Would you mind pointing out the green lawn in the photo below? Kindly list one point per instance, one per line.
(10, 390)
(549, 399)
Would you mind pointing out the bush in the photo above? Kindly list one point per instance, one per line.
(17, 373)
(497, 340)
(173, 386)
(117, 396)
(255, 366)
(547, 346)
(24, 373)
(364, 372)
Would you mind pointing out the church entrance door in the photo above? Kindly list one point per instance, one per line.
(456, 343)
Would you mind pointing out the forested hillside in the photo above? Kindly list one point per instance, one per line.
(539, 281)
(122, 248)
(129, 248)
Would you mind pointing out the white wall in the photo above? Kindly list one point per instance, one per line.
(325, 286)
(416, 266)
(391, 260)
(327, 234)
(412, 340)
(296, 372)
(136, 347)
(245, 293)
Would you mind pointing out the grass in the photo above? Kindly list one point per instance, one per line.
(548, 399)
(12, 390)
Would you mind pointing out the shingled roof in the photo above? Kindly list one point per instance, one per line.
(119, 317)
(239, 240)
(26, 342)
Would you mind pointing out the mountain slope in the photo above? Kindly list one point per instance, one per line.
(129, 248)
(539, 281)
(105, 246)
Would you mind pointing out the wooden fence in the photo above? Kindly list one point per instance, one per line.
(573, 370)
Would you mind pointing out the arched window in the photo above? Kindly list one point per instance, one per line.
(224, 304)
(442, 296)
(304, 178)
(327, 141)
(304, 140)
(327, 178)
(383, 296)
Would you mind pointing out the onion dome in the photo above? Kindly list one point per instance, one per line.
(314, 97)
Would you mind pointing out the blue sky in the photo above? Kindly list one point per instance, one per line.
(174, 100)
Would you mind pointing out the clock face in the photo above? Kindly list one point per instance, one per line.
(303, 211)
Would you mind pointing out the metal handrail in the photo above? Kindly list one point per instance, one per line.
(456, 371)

==========

- **What you are asked to do**
Could you copy out all of the records above exactly?

- **Response to this task**
Would you mind pointing out the green lawn in the photo below? Kindly list one point per instance, one per line.
(10, 390)
(549, 399)
Would you mind pointing out the bush in the photo above? Kindly list one point per instance, one per line.
(17, 373)
(497, 340)
(173, 386)
(117, 396)
(255, 366)
(547, 346)
(24, 373)
(364, 372)
Would you mind pointing out the church entrance door in the photo above? Kindly list one point per instance, one per line.
(456, 343)
Would you mind pointing out the forested hillside in the photo above? Kindly list one point per instance, one per line.
(539, 281)
(122, 248)
(129, 248)
Would you mind pointing out the white wall in the photo above? Kindly list one point per instance, one per line.
(325, 286)
(416, 266)
(391, 260)
(327, 234)
(412, 340)
(296, 372)
(136, 347)
(245, 293)
Would you mind pointing out the grass in the photo above? Kindly list one point per instance, one per line.
(548, 399)
(12, 390)
Would you mind pointing out the shingled roof in the photo above? Kindly list one point per instance, one per line.
(119, 317)
(239, 240)
(26, 342)
Would you mind pointing out the mountain slope in the photo above? Kindly list one point per instance, one per line.
(129, 248)
(539, 281)
(105, 246)
Would you mind pointing out the wooden fence in the photo above? Kindly list one point per instance, one per line.
(573, 370)
Would you mind pointing out the arched window in the photo above? Kindly list one point per instance, one per line.
(224, 304)
(442, 296)
(304, 178)
(327, 141)
(304, 140)
(327, 178)
(383, 296)
Would you mind pointing out the onion dome in the photo above? Kindly list one point per instance, one per line.
(314, 97)
Would you mind pointing out the blue sky in the photo above? Kindly list one point per instance, one per line.
(174, 100)
Would you mind pointing out the clock face in the photo above? Kindly list one point per instance, one per line.
(303, 211)
Would you mind pointing out the metal handrail in the photo above? Kindly list one point per instance, one per line.
(456, 371)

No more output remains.